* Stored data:
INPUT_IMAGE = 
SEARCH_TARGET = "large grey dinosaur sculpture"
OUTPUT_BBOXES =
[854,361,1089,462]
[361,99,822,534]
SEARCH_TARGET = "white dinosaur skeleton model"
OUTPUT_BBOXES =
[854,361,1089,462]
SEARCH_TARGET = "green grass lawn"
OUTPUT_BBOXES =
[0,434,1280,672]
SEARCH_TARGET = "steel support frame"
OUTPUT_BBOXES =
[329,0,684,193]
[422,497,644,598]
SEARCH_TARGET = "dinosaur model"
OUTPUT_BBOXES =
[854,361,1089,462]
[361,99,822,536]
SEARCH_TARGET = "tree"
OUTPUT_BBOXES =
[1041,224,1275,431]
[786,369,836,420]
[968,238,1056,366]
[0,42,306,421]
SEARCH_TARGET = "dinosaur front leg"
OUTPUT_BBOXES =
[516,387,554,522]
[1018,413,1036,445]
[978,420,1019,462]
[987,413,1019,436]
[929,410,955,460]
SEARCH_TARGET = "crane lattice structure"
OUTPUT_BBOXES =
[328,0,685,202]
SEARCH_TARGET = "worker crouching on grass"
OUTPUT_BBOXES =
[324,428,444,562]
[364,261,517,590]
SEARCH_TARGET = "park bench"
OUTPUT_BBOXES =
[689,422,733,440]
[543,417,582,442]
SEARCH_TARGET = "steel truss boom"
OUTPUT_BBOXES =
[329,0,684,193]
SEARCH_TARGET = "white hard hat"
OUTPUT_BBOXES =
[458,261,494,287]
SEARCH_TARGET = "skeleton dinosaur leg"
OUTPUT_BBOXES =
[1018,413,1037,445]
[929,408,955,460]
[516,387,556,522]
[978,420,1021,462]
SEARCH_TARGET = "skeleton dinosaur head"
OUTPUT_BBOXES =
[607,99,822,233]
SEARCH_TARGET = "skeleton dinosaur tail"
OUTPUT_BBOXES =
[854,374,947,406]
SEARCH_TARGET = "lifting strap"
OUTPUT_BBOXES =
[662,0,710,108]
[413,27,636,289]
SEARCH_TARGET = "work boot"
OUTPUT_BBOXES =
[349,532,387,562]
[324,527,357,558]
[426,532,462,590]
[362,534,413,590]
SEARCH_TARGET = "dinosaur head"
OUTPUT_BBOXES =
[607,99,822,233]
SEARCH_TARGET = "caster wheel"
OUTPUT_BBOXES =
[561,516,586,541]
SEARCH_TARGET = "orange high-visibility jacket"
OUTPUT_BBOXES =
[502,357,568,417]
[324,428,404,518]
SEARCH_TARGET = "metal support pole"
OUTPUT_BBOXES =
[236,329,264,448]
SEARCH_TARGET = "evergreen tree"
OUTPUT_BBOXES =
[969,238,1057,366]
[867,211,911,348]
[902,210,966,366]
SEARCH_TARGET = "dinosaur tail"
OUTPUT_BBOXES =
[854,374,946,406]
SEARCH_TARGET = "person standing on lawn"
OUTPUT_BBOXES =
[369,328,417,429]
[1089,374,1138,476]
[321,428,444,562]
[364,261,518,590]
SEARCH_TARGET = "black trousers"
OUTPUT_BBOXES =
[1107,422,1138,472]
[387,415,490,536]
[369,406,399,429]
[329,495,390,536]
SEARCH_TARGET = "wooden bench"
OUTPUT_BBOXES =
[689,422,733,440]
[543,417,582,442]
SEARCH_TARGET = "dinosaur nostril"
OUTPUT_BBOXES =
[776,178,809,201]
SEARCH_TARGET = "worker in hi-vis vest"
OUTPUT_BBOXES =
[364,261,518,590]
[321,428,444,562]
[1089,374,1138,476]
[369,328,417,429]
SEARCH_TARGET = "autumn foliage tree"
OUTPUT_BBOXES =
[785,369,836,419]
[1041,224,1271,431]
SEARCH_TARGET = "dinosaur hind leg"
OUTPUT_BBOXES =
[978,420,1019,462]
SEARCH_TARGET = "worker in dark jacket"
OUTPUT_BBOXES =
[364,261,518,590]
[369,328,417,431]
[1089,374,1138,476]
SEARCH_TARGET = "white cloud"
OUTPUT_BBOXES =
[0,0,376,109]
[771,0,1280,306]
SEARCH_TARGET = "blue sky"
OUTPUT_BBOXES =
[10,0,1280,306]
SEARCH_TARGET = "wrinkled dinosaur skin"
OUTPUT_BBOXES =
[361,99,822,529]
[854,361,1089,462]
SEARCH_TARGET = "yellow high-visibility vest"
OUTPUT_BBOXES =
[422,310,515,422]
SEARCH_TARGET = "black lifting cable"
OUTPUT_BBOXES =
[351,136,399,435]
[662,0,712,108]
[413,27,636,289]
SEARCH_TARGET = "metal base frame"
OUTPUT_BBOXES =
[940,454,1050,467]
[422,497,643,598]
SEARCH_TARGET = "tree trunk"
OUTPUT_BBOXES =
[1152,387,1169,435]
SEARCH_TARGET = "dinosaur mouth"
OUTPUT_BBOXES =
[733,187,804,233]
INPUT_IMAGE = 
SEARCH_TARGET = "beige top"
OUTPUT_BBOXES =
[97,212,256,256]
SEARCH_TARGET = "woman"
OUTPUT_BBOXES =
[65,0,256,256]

* Aim:
Please output the entries above, every line exactly as it reads.

* The completed task:
INPUT_IMAGE = 
SEARCH_TARGET = "large grey dinosaur sculpture"
OUTPUT_BBOXES =
[854,361,1089,462]
[361,99,822,534]
SEARCH_TARGET = "white dinosaur skeleton model"
OUTPUT_BBOXES =
[854,361,1089,462]
SEARCH_TARGET = "green grass lawn"
OUTPUT_BBOXES =
[0,434,1280,672]
SEARCH_TARGET = "steel support frame"
OUTPUT_BBOXES =
[329,0,684,193]
[422,497,644,598]
SEARCH_TARGET = "dinosaur model"
OUTPUT_BBOXES =
[854,361,1089,462]
[361,99,822,536]
SEARCH_TARGET = "tree"
OUTPUT_BBOXES =
[1041,224,1275,431]
[786,369,836,420]
[968,238,1056,366]
[0,42,306,421]
SEARCH_TARGET = "dinosaur front leg"
OUTPUT_BBOXES =
[516,387,554,522]
[1018,413,1036,445]
[978,420,1019,462]
[987,413,1019,436]
[929,410,955,460]
SEARCH_TARGET = "crane lattice structure"
OUTPUT_BBOXES =
[328,0,685,202]
SEARCH_TARGET = "worker crouching on grass"
OUTPUT_BBOXES =
[324,428,444,562]
[364,261,517,590]
SEARCH_TARGET = "park bench"
OUTPUT_BBOXES =
[689,422,733,440]
[543,417,582,442]
SEARCH_TARGET = "steel truss boom"
OUTPUT_BBOXES =
[329,0,684,193]
SEARCH_TARGET = "white hard hat"
OUTPUT_BBOXES =
[458,261,494,287]
SEARCH_TARGET = "skeleton dinosaur leg"
OUTPUT_BBOXES =
[1018,413,1037,445]
[929,408,955,460]
[516,387,556,522]
[978,420,1021,462]
SEARCH_TARGET = "skeleton dinosaur head"
OUTPUT_BBOXES =
[607,99,822,233]
SEARCH_TARGET = "skeleton dinosaur tail"
OUTPUT_BBOXES =
[854,374,947,406]
SEARCH_TARGET = "lifting strap"
OUTPUT_BBOXES =
[662,0,710,108]
[413,27,636,289]
SEARCH_TARGET = "work boot"
OUTPUT_BBOXES =
[349,532,387,562]
[324,527,357,558]
[426,532,462,590]
[362,534,413,590]
SEARCH_TARGET = "dinosaur head"
OUTPUT_BBOXES =
[607,99,822,233]
SEARCH_TARGET = "caster wheel"
OUTPUT_BBOXES =
[561,516,586,541]
SEARCH_TARGET = "orange high-visibility jacket"
OUTPUT_BBOXES =
[502,357,568,417]
[324,428,404,518]
SEARCH_TARGET = "metal support pole"
OUTPUT_BBOXES =
[236,329,264,448]
SEARCH_TARGET = "evergreen tree"
OUTPUT_BBOXES =
[969,238,1057,366]
[867,211,911,348]
[902,210,966,366]
SEARCH_TARGET = "dinosaur tail"
OUTPUT_BBOXES =
[854,374,946,406]
SEARCH_TARGET = "person standing on lawn"
OUTPUT_BBOXES =
[369,328,417,429]
[1089,374,1138,476]
[321,428,444,562]
[364,261,518,590]
SEARCH_TARGET = "black trousers"
OUTPUT_BBOXES =
[1107,422,1138,472]
[387,415,490,536]
[369,406,399,429]
[329,495,390,536]
SEARCH_TARGET = "wooden bench"
OUTPUT_BBOXES =
[689,422,733,440]
[543,417,582,442]
SEARCH_TARGET = "dinosaur nostril"
OUTPUT_BBOXES =
[776,178,809,201]
SEARCH_TARGET = "worker in hi-vis vest"
OUTPUT_BBOXES =
[364,261,518,590]
[321,428,444,562]
[1089,374,1138,476]
[369,328,417,429]
SEARCH_TARGET = "autumn foliage tree"
OUTPUT_BBOXES =
[785,369,836,419]
[1041,224,1271,431]
SEARCH_TARGET = "dinosaur hind leg"
OUTPUT_BBOXES =
[978,420,1019,462]
SEARCH_TARGET = "worker in dark jacket"
OUTPUT_BBOXES =
[364,261,518,590]
[369,328,417,431]
[1089,374,1138,476]
SEARCH_TARGET = "white cloud"
OUTPUT_BBOXES =
[0,0,376,109]
[771,0,1280,306]
SEARCH_TARGET = "blue sky"
OUTPUT_BBOXES =
[10,0,1280,306]
SEARCH_TARGET = "wrinkled dinosaur skin"
OUTPUT_BBOXES =
[361,99,822,529]
[854,361,1089,462]
SEARCH_TARGET = "yellow high-visibility vest"
OUTPUT_BBOXES =
[422,310,515,422]
SEARCH_TARGET = "black lifting cable"
OUTPUT_BBOXES =
[351,136,399,435]
[662,0,712,108]
[413,27,636,289]
SEARCH_TARGET = "metal base frame"
OUTPUT_BBOXES =
[940,454,1050,467]
[422,497,643,598]
SEARCH_TARGET = "tree trunk"
OUTPUT_BBOXES =
[1152,387,1169,435]
SEARCH_TARGET = "dinosaur mouth"
OUTPUT_BBOXES =
[733,187,804,233]
INPUT_IMAGE = 
SEARCH_TARGET = "beige top"
OUTPUT_BBOXES =
[97,212,256,256]
SEARCH_TARGET = "woman"
OUTPUT_BBOXES =
[65,0,256,256]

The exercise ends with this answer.